Task instructions:
(1) In the passage on Python instances, can you rewrite the part that opens with "Instances have only" and closes with "are also deallocated.", changing "deallocated" to "freed"?
(2) Can you extend the passage on Python instances, picking up after its final sentence?

Reading text:
+---+

Complete Guide For Python Programming (2015)

INSTANCES

Class is a data structure definition type, while an instance is a declaration of a variable of that type. Or you can say that instances are classes which are brought to life. Instances are the objects which are used primarily during execution, and all instances are of type "instance."

Creating Instances by Invoking Class Object

Most languages provide a new keyword to create an instance of a class. The python's approach is much simpler. Once a class has been defined in python, creating an instance is no more difficult. Using instantiation of the function operator.

For Example:

>>> class MyTeam: # define class

… pass

>>> myInstance = MyTeam() # instantiate class

>>> type(MyTeam) # class is of class type

<type 'class'>

>>> type(myInstance) # instance is of instance type

<type 'instance'>

Using the term "type" in Python is different from the instance being of the type of class it was created from. An object's type dictates the behavioral properties of such objects in the Python system, and these types are a subset of all types, which Python supports. User-defined "types" such as classes are categorized in the same manner. Classes share the same type, but have different IDs and values. All classes are defined with the same syntax, so they can be instantiated, and all have the same core properties. Classes are unique objects, which are differ only in definition, hence they are all the same "type" in Python.

Instance Attributes

Instances have only data attributes and these are simply the data values which you want to be associated with a particular instance of any class. They are accessible via the familiar dotted-attribute notation. These values are independent of any other instance or the class it was instantiated from. If any instance is deallocated, then its attributes are also deallocated.

"Instantiating" Instance Attributes

Instance attributes can be set any time after an instance has been created, in any piece of code that has access to the instance. However, one of the key places where such attributes are set is in the constructor, __init__ ().

+---+

Supplied data:
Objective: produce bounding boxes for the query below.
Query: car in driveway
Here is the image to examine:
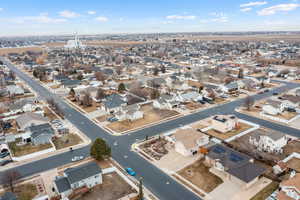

+---+

Answers to the tasks:
(1)
Instances have only data attributes and these are simply the data values which you want to be associated with a particular instance of any class. They are accessible via the familiar dotted-attribute notation. These values are independent of any other instance or the class it was instantiated from. If any instance is freed, then its attributes are also freed.

(2)
Constructor First Place to Set Instance Attributes

The constructor is the earliest place that instance attributes can be set because __init__ () is the first method called after instance objects have been created. There is no earlier opportunity to set instance attributes. Once __init__ () has finished execution, the instance object is returned, completing the instantiation process.

Default Arguments Provide Default Instance Setup

One can also use __init__ () along with default arguments to provide an effective way in preparing an instance for use. In most of the cases, the default values represent the most common cases for setting up instance attributes, and such use of default values precludes them from having to be given explicitly to the constructor.

Built-in Type Attributes

Built-in types also have attributes, and although they are technically not class instance attributes, they are sufficiently similar to get a brief mention here. Type attributes do not have an attribute dictionary like classes and instances (__dict__), so how do we figure out what attributes built-in types have? The convention for built-in types is to use two special attributes, __methods__ and __members__, to outline any methods and/or data attributes.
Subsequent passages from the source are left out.